Be exact. Print each record as it stands.

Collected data
==================================================

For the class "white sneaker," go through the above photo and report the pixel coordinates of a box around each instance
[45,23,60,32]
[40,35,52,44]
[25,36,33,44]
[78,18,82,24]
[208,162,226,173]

==================================================

### [Solution for this task]
For the class "white sneaker," go through the above photo and report the pixel coordinates of a box around each instance
[45,23,60,32]
[40,35,52,44]
[25,36,33,44]
[78,18,82,24]
[208,162,226,173]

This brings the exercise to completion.